-- What needs to be done --
A faithful copy of each record is required, minus the images.

-- Stored data entries --
○ ○ ○ ○ ○

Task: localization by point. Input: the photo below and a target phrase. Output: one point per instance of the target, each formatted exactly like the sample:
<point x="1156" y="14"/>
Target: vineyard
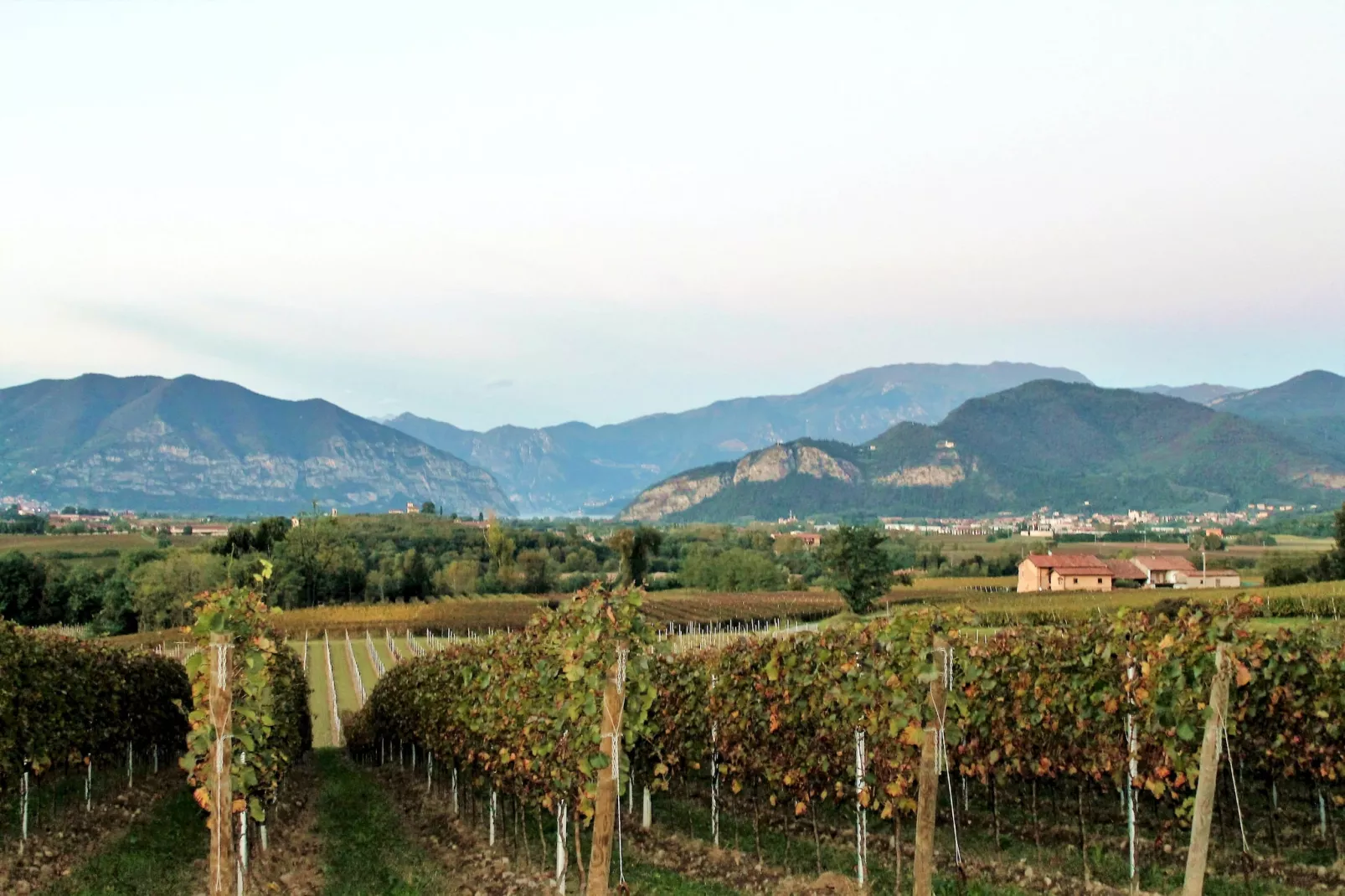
<point x="920" y="749"/>
<point x="70" y="708"/>
<point x="829" y="729"/>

○ ○ ○ ○ ○

-- Answer below --
Task: localization by point. Input: the photo below and a target phrase. Output: one point per instance of the target, each formatted exactly like the sample:
<point x="1156" y="14"/>
Target: vineyard
<point x="920" y="749"/>
<point x="70" y="708"/>
<point x="829" y="729"/>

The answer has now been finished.